• **Required action**
Only the lines from the first line of the material below to the line containing "Q: In the image below, where is the green", inclusive, should be copied, each exactly as written.

• **Records for processing**
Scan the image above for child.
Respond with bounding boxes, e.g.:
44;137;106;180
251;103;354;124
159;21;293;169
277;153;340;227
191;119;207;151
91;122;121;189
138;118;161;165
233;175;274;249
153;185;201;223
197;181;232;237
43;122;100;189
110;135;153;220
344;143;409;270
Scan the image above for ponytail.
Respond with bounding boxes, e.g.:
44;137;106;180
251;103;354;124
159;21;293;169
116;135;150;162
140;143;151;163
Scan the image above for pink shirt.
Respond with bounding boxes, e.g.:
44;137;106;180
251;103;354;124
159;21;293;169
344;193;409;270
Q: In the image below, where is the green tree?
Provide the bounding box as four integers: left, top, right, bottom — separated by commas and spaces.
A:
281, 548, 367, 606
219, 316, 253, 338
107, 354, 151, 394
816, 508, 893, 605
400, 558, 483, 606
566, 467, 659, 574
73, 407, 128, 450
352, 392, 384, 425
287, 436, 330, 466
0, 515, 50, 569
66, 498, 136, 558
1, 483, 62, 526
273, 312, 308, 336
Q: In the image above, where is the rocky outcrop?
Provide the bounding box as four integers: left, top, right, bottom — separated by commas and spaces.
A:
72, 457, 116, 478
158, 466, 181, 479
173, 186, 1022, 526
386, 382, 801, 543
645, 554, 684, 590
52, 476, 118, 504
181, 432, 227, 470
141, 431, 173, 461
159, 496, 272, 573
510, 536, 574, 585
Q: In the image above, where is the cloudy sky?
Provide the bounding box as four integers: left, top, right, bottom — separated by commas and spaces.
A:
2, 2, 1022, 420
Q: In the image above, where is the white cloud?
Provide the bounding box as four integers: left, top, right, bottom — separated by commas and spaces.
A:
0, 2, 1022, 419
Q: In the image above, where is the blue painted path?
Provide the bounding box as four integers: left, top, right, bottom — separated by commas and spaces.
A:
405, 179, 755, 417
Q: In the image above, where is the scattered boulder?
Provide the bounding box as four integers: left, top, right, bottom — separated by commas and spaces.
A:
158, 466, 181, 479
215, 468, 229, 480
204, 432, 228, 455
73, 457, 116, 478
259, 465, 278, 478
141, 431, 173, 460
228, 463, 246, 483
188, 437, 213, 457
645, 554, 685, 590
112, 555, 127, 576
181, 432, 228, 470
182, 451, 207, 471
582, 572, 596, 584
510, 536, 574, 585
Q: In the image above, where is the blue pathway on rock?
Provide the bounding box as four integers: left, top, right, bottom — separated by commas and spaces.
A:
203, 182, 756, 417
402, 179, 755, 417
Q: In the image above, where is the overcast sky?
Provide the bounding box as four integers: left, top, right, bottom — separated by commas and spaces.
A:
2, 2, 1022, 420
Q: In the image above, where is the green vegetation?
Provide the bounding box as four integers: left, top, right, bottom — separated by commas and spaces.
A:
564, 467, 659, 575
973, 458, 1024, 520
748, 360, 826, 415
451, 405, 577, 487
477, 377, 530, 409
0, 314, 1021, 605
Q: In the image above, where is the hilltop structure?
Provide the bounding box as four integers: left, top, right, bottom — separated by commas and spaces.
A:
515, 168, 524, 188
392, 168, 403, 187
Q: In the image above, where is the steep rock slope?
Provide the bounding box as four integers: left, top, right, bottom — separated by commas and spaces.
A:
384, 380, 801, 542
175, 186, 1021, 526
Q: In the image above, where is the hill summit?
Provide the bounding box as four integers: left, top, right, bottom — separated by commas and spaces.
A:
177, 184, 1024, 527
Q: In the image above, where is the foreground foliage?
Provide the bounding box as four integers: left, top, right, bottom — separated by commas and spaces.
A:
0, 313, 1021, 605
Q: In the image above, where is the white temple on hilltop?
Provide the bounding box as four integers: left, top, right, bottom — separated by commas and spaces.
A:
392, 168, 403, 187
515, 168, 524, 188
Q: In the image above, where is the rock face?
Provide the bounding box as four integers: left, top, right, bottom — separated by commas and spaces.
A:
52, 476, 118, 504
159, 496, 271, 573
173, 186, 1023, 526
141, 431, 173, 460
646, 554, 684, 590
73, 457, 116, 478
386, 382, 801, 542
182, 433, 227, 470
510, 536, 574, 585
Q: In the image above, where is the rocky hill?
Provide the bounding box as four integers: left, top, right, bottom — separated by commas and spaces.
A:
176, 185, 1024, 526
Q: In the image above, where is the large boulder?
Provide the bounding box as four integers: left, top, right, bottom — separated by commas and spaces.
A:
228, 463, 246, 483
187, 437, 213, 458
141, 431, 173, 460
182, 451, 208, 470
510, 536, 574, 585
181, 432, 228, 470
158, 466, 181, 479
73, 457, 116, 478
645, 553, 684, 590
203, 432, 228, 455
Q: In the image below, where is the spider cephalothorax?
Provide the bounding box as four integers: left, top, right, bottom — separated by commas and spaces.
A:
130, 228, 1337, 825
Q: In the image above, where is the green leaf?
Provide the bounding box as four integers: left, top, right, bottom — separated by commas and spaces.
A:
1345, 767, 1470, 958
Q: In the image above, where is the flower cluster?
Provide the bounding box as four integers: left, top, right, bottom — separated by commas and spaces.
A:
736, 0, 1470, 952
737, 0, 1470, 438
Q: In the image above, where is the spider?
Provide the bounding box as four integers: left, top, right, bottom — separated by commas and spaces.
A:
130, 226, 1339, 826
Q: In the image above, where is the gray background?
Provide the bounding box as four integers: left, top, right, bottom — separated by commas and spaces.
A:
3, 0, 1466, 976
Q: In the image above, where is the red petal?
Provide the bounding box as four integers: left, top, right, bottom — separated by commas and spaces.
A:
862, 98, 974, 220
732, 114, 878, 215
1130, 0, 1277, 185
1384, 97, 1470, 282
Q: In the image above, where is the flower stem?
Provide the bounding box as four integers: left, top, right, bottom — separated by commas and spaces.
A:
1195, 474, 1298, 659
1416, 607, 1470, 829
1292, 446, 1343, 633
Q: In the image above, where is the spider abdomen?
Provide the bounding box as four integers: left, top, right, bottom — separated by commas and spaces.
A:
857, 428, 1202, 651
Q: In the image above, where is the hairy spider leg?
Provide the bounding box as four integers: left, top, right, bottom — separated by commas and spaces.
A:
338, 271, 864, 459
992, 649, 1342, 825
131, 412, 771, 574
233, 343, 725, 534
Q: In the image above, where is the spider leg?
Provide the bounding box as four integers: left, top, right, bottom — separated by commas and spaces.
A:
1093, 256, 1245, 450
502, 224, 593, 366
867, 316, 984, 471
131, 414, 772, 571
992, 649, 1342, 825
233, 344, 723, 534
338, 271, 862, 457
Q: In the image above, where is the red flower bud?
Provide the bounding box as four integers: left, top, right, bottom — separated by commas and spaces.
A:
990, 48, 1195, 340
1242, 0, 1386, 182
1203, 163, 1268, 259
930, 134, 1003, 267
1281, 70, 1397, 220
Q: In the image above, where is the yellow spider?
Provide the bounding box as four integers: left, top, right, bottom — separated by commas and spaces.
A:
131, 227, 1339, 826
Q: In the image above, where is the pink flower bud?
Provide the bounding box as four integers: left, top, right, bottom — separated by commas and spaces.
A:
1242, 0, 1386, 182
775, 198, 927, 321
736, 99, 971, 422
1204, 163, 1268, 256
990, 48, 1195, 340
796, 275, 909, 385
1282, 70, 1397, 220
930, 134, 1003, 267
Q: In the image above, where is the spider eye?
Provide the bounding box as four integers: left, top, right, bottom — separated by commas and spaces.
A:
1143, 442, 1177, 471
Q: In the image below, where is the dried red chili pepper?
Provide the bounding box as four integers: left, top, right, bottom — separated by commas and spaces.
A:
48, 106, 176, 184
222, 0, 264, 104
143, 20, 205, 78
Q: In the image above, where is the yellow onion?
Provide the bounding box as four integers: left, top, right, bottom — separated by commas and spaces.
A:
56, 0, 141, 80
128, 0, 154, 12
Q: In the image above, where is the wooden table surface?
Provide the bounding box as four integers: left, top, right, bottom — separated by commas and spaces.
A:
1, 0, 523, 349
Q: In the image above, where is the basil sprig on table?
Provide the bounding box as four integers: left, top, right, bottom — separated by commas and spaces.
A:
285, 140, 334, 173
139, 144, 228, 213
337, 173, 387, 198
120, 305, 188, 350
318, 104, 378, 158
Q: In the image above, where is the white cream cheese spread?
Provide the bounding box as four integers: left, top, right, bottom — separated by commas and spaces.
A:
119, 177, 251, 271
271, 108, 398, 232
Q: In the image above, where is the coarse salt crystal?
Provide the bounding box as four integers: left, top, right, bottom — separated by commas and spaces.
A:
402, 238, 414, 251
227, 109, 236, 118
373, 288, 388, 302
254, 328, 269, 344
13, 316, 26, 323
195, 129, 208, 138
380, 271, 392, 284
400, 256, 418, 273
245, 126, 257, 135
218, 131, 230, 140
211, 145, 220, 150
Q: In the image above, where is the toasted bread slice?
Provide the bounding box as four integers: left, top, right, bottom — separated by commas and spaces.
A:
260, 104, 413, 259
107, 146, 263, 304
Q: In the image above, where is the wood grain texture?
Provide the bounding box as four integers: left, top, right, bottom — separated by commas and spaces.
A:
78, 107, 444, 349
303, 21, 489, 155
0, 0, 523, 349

• **Solution to this problem**
Scan the image above for child.
Respond with bounding boxes, e.g.:
44;137;106;180
251;103;354;124
159;21;293;169
277;153;340;227
191;119;207;151
91;122;121;189
138;118;161;165
233;175;274;249
153;185;201;223
197;181;232;237
43;122;100;189
110;135;153;220
344;143;409;270
Scan the image above for ponytail.
Respond with bounding boxes, e.g.:
44;137;106;180
251;103;354;124
159;21;293;169
116;135;150;162
140;143;151;163
Scan the image above for pink shirt.
Respond with bounding boxes, e.g.:
44;137;106;180
251;103;354;124
159;21;293;169
344;193;409;270
Q: In the image below, where is the green tree?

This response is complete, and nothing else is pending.